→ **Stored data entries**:

^^^^

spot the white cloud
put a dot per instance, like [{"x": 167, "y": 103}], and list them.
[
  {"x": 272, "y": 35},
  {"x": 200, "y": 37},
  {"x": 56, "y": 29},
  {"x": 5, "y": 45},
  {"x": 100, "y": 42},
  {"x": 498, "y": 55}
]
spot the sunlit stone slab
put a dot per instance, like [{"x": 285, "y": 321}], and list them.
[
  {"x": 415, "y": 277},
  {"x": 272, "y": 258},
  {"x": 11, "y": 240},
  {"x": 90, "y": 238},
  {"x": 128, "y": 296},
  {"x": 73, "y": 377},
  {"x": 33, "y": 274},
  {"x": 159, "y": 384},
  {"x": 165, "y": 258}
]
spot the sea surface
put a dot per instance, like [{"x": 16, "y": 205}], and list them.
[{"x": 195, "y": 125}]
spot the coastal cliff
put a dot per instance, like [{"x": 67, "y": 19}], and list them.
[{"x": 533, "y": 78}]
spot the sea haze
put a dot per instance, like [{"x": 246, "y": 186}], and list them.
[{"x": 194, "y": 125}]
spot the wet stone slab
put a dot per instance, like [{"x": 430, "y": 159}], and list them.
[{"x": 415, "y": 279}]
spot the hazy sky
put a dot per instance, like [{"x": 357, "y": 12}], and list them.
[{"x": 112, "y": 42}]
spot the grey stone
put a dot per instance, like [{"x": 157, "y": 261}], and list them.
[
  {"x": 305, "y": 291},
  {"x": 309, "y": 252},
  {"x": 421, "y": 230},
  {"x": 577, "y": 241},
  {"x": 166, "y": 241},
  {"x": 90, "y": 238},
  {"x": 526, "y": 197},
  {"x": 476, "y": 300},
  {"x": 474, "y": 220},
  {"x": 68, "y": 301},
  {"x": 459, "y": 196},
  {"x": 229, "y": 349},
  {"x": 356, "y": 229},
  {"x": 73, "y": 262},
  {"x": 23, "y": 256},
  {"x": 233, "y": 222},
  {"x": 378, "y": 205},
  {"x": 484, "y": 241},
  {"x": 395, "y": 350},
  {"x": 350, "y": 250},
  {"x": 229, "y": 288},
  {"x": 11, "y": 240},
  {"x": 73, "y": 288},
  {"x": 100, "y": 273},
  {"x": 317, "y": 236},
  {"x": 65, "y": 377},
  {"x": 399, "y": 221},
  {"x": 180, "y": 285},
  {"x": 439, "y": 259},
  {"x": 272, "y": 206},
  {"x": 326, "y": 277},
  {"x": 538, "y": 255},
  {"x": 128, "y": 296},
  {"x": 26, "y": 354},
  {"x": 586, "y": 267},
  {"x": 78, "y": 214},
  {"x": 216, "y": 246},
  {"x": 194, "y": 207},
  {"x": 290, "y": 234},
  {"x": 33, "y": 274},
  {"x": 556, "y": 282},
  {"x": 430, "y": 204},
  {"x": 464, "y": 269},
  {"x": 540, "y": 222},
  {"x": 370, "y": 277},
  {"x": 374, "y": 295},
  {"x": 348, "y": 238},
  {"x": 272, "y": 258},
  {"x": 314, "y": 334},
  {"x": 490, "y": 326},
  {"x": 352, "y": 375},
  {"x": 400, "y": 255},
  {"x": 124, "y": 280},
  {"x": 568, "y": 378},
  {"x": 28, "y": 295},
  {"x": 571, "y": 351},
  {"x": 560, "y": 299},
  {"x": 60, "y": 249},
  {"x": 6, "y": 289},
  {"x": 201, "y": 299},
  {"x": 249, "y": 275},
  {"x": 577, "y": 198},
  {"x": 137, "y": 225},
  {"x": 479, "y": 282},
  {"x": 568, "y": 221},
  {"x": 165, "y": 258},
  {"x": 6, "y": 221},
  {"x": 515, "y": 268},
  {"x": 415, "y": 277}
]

^^^^

→ **About this exercise**: Your answer should consist of each line above in which "spot" appears.

→ **Expected answer**:
spot the white cloud
spot the sunlit stone slab
spot the sea surface
spot the coastal cliff
spot the sea haze
spot the wet stone slab
spot the hazy sky
spot the grey stone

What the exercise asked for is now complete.